> [Instructions for the task]:
Quote the full listing word for word.

=====

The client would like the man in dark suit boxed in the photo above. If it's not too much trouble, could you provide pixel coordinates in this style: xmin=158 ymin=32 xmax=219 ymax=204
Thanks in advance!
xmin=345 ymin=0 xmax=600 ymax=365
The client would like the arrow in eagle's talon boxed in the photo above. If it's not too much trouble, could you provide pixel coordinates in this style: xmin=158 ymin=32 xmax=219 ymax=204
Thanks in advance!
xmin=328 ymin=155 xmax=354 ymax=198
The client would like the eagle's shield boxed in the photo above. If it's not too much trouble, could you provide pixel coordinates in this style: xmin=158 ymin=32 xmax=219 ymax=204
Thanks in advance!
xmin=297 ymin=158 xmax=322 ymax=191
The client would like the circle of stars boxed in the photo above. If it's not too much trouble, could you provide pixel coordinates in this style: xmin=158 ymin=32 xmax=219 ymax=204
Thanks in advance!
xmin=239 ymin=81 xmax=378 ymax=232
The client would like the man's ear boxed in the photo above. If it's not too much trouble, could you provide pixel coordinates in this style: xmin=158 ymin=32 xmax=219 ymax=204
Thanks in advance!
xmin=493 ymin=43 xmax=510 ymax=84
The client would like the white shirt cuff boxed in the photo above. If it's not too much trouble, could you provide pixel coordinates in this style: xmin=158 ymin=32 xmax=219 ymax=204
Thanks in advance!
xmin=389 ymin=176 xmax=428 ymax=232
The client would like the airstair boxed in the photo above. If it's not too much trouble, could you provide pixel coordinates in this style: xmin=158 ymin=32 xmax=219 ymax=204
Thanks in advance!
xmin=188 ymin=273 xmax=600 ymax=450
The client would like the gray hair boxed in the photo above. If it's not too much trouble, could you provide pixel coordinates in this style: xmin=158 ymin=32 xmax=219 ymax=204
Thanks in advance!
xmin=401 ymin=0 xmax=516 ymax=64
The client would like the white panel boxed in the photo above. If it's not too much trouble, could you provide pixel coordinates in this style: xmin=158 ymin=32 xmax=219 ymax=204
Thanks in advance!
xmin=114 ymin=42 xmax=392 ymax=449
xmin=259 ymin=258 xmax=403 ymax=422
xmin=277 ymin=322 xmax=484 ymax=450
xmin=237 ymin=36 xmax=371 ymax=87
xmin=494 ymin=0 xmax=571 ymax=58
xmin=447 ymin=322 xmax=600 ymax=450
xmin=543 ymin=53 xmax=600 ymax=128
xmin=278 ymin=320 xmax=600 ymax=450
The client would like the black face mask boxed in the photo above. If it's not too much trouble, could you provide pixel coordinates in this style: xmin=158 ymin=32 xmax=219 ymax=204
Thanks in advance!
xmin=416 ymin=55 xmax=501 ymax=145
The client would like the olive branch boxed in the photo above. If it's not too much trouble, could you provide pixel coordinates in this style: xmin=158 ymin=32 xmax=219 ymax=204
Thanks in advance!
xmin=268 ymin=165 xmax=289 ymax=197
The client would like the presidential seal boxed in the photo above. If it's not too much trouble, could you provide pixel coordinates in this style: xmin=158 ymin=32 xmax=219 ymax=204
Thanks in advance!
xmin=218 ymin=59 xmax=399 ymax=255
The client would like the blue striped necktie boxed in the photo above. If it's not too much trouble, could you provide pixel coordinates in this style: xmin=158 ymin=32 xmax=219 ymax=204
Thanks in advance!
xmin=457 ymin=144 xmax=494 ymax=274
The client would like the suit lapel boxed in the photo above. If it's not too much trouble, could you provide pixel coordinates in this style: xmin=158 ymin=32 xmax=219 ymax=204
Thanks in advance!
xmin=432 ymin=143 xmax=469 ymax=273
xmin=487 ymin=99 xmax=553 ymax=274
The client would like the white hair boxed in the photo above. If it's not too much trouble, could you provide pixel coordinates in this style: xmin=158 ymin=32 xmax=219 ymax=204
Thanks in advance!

=====

> [Output]:
The client would like the man in dark suit boxed in the photo above. If it's not too much trouble, could you provide pixel coordinates in this style: xmin=158 ymin=32 xmax=219 ymax=204
Thanks in advance!
xmin=345 ymin=0 xmax=600 ymax=365
The client would like the arrow in eagle's talon boxed in the photo above. If it's not too much trouble, could you provide pixel coordinates in this style: xmin=158 ymin=32 xmax=219 ymax=204
Thanks in advance!
xmin=328 ymin=155 xmax=354 ymax=198
The client would like the eagle's shield boxed in the photo above. If it's not too much trouble, could you provide pixel coordinates in this style: xmin=158 ymin=32 xmax=219 ymax=204
Thanks in advance!
xmin=297 ymin=158 xmax=322 ymax=191
The client would like the circle of stars boxed in the photo above. If it's not too much trouble, could you provide pixel coordinates in this style: xmin=158 ymin=32 xmax=219 ymax=204
Thanks in advance!
xmin=239 ymin=81 xmax=378 ymax=232
The client would like the man's ear boxed in the photo above. If it's not too much trouble, could you provide pixel coordinates in this style: xmin=158 ymin=32 xmax=219 ymax=204
Thanks in advance!
xmin=493 ymin=43 xmax=510 ymax=84
The client would like the white shirt cuff boxed in the photo above. If it's not too much trouble, could you provide pixel coordinates in this style: xmin=158 ymin=32 xmax=219 ymax=204
Thanks in advance!
xmin=389 ymin=176 xmax=428 ymax=232
The client would like the airstair boxed in the photo above. If it's not too much trouble, could you provide pixel coordinates in this style: xmin=158 ymin=32 xmax=219 ymax=204
Thanks in advance!
xmin=188 ymin=273 xmax=600 ymax=450
The client would like the gray hair boxed in the photo above. If it's not too much trouble, could you provide pixel coordinates in this style: xmin=158 ymin=32 xmax=219 ymax=204
Thanks in advance!
xmin=401 ymin=0 xmax=516 ymax=64
The client would like the white panel boxed in the photo above. If it's not too much trouble, could you provide pixel coordinates in this style: xmin=158 ymin=32 xmax=219 ymax=204
Thanks in advance!
xmin=114 ymin=42 xmax=392 ymax=449
xmin=259 ymin=258 xmax=403 ymax=422
xmin=277 ymin=322 xmax=484 ymax=450
xmin=237 ymin=36 xmax=371 ymax=87
xmin=494 ymin=0 xmax=571 ymax=58
xmin=447 ymin=322 xmax=600 ymax=450
xmin=543 ymin=53 xmax=600 ymax=128
xmin=278 ymin=320 xmax=600 ymax=450
The client would like the black face mask boxed in the photo above. If it's not too much trouble, could you provide pixel coordinates in this style: xmin=158 ymin=32 xmax=219 ymax=204
Thanks in advance!
xmin=416 ymin=55 xmax=501 ymax=145
The client would like the olive branch boxed in the photo above. If it's not too much trouble, could you provide pixel coordinates in this style: xmin=158 ymin=32 xmax=219 ymax=204
Thanks in advance!
xmin=268 ymin=165 xmax=289 ymax=197
The client would like the presidential seal boxed in the photo above. If it's not too much trouble, could you provide pixel coordinates in this style: xmin=158 ymin=32 xmax=219 ymax=204
Thanks in advance!
xmin=218 ymin=59 xmax=399 ymax=255
The client would like the blue striped necktie boxed in the photo above. If it's not too much trouble, could you provide pixel coordinates in this style: xmin=158 ymin=32 xmax=219 ymax=204
Thanks in advance!
xmin=457 ymin=144 xmax=494 ymax=274
The client would like the suit lapel boxed in the photo above. If it's not too much trouble, could you provide pixel coordinates in this style: xmin=158 ymin=32 xmax=219 ymax=204
Thanks in advance!
xmin=432 ymin=143 xmax=469 ymax=273
xmin=487 ymin=99 xmax=553 ymax=274
The client would like the white hair boxed in the photo above. If it's not too much trouble, could you provide pixel coordinates in this style: xmin=158 ymin=32 xmax=219 ymax=204
Thanks in advance!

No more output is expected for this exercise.